In the records below, reproduce verbatim the lines from the one containing "Quality assurance step: we expect the cream" through the one containing "120;281;175;299", inclusive.

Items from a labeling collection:
==*==

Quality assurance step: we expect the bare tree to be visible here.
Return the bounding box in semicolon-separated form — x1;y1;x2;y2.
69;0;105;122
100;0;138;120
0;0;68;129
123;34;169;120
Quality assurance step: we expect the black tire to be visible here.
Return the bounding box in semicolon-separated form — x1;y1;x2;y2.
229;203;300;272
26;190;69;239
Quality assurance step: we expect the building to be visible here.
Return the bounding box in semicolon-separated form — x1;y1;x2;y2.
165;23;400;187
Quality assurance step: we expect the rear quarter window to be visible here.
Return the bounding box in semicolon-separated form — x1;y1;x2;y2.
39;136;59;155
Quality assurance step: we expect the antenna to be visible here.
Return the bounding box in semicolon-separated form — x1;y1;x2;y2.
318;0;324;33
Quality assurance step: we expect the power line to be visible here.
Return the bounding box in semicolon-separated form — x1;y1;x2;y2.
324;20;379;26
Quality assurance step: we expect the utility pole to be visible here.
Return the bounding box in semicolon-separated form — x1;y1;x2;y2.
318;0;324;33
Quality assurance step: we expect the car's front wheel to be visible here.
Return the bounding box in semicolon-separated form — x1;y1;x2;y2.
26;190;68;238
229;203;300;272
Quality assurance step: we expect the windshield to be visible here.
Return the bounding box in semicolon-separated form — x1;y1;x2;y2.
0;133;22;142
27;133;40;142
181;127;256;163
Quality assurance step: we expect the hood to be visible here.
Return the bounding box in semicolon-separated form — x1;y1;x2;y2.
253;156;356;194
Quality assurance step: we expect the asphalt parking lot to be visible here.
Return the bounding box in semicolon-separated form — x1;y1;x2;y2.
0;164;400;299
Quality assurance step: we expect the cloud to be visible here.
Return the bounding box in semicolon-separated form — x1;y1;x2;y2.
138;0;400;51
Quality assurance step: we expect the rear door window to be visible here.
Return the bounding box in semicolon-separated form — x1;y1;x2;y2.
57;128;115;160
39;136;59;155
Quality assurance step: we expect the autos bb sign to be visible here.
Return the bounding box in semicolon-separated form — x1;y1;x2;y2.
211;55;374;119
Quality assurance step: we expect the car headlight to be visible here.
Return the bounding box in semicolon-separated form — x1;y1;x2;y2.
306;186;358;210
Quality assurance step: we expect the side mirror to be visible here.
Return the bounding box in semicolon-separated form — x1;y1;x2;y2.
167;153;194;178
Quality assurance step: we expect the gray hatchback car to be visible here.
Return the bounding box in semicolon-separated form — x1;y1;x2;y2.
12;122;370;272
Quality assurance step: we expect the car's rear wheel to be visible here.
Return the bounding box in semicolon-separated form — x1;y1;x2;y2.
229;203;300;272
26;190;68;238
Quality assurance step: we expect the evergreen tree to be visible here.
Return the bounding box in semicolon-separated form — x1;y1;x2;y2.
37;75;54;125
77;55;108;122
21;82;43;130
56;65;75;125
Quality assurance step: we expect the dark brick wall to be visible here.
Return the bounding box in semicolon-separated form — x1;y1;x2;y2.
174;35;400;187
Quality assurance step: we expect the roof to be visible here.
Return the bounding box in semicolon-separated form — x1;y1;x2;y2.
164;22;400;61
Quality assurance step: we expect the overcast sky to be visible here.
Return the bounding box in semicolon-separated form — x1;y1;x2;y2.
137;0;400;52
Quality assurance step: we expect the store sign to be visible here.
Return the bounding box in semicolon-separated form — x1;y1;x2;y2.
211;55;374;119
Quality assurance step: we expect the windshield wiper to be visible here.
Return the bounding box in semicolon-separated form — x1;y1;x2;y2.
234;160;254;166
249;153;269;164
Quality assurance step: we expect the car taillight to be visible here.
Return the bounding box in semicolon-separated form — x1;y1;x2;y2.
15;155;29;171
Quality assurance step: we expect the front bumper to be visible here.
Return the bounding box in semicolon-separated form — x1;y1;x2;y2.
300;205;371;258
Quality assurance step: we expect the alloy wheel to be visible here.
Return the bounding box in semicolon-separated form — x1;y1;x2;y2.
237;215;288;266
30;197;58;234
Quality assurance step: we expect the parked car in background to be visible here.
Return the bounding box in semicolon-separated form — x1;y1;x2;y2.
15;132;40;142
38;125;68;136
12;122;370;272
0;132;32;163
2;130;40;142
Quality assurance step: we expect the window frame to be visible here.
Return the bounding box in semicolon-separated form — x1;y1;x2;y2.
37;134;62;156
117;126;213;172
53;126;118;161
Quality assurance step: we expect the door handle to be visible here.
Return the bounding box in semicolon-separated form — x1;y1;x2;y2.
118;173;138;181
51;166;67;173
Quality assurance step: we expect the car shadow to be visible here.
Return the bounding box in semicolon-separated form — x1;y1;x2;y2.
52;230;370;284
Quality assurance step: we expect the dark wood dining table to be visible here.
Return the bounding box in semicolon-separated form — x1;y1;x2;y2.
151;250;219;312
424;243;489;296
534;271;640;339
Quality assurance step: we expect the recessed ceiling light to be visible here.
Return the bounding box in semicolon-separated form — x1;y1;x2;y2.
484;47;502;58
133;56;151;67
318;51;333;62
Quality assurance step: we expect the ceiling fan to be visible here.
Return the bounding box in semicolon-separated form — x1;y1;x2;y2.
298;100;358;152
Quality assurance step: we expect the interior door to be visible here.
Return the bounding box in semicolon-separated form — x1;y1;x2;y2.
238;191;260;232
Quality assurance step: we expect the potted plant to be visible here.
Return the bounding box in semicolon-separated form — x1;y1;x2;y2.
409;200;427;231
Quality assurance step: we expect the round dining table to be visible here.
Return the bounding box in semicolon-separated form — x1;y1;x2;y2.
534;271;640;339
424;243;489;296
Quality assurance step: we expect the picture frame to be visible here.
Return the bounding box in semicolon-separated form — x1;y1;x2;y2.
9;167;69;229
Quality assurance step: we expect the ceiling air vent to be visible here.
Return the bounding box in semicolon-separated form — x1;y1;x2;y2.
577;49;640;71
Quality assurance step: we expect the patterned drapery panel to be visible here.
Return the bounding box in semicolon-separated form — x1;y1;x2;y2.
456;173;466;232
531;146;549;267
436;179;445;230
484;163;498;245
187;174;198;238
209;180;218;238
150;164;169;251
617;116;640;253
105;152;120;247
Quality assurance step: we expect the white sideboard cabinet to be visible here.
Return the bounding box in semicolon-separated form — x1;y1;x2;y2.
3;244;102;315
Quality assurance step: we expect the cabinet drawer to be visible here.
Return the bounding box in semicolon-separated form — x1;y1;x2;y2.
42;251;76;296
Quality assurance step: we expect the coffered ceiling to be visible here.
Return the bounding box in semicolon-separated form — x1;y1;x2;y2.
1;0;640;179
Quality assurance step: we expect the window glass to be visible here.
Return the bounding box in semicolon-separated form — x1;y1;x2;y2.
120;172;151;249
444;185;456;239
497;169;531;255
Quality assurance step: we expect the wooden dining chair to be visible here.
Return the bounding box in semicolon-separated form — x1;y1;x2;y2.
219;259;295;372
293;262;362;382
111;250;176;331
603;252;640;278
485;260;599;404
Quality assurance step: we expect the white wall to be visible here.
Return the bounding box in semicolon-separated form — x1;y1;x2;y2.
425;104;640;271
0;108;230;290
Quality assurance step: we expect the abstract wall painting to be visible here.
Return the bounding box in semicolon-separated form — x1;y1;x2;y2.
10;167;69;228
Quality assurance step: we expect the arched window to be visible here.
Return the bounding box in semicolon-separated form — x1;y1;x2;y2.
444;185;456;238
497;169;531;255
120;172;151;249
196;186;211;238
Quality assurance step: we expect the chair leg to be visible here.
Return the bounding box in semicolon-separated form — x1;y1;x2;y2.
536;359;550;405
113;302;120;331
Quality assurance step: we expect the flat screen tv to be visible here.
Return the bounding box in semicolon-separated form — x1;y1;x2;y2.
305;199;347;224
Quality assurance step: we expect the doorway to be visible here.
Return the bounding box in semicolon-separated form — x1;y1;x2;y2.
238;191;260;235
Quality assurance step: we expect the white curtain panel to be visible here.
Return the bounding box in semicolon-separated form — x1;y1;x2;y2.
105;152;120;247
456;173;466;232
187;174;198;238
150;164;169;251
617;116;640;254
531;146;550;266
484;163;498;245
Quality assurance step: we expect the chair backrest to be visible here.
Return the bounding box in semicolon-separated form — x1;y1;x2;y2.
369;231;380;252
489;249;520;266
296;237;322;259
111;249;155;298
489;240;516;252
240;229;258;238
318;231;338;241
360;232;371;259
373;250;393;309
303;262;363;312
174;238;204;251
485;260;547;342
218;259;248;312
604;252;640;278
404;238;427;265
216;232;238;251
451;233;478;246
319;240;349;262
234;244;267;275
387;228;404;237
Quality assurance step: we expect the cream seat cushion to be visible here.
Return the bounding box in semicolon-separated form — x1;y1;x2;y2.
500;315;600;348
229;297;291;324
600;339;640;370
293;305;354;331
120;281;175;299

==*==

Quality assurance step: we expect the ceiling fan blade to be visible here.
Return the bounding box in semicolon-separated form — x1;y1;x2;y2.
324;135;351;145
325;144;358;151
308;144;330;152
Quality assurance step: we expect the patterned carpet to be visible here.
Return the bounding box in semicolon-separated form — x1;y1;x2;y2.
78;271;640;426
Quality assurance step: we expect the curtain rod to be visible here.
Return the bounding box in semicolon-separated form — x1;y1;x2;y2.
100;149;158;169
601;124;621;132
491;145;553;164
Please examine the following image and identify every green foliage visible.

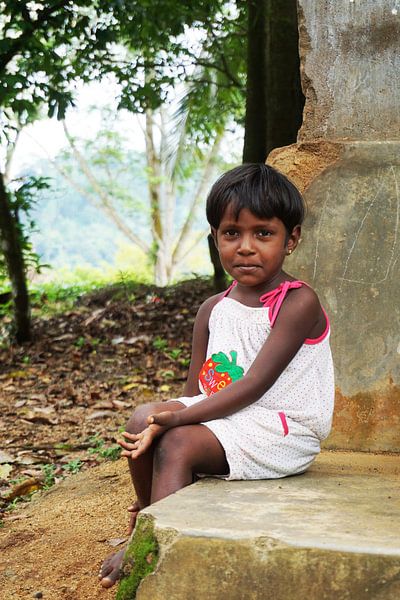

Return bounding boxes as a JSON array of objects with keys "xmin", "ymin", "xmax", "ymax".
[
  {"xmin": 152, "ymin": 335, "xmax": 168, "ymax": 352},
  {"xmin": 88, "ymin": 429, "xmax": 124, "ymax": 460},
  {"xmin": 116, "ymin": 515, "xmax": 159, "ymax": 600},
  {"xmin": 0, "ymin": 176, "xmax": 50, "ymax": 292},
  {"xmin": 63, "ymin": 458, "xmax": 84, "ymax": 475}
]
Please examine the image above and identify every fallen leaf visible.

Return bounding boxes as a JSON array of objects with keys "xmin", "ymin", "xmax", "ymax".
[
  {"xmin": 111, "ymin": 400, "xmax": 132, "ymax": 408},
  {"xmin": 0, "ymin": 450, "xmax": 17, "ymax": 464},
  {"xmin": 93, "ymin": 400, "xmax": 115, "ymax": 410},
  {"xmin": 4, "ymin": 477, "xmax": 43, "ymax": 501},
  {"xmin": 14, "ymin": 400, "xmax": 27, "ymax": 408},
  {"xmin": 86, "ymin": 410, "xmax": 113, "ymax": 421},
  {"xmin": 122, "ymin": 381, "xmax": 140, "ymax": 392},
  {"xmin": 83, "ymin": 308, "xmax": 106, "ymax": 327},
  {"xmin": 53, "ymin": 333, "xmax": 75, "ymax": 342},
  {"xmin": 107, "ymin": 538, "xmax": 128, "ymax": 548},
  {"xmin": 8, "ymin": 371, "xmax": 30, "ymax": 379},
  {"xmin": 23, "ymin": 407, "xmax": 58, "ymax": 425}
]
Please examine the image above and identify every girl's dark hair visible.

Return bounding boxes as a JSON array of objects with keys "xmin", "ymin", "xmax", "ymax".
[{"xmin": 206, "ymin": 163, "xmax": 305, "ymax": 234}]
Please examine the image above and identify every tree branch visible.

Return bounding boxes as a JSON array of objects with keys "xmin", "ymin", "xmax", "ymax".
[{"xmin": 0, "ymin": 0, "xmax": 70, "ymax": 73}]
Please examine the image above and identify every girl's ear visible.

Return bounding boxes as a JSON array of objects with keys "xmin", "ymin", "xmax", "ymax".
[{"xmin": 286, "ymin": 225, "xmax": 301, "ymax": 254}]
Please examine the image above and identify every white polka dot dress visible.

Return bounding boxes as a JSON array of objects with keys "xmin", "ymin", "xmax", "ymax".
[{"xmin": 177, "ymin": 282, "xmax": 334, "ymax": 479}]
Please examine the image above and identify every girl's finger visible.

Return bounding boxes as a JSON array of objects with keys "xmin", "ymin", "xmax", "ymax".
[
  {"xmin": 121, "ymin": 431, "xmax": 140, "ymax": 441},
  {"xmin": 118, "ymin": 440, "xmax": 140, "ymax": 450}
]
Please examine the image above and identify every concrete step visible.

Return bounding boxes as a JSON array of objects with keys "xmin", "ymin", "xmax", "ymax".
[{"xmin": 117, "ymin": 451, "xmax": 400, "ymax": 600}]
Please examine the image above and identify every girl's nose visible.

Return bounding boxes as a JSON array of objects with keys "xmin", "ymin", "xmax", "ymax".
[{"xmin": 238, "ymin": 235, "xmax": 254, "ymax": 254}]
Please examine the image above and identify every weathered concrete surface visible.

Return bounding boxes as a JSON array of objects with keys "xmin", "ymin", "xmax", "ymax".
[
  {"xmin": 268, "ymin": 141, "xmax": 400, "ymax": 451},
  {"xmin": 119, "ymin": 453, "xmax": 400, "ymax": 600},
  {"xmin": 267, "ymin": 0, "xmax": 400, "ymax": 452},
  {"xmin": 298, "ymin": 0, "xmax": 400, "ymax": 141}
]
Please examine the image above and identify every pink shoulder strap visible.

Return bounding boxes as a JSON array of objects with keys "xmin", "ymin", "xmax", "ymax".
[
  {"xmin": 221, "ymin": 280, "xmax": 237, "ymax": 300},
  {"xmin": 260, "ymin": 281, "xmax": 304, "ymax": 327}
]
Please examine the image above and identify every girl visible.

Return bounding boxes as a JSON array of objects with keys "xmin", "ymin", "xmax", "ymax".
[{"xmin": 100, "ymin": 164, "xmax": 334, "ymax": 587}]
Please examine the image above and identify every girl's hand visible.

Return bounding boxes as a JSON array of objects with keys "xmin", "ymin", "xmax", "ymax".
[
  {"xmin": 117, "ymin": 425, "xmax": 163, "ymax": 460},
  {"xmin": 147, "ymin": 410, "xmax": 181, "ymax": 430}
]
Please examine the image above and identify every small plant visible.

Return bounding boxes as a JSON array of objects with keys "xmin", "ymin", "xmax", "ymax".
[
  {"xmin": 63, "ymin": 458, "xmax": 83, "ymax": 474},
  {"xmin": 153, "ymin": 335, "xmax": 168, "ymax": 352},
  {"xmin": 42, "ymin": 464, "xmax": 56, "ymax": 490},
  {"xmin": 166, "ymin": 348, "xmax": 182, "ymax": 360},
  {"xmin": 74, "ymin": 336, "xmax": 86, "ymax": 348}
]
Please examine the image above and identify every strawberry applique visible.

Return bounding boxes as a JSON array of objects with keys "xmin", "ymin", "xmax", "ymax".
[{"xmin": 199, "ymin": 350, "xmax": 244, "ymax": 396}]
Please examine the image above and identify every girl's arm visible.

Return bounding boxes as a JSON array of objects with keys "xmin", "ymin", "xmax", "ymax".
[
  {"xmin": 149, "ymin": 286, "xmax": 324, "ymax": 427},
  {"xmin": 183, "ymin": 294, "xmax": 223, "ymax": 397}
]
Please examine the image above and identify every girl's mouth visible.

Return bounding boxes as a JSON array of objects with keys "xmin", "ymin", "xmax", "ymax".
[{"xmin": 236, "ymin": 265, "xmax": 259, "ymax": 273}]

==*==

FINISHED ANSWER.
Quality assurance step: we expect the cream seat cushion to be visible here.
Return the bounding box in semicolon-separated form — x1;y1;x2;y2.
500;315;600;348
229;297;291;324
600;339;640;370
293;305;354;331
120;281;175;299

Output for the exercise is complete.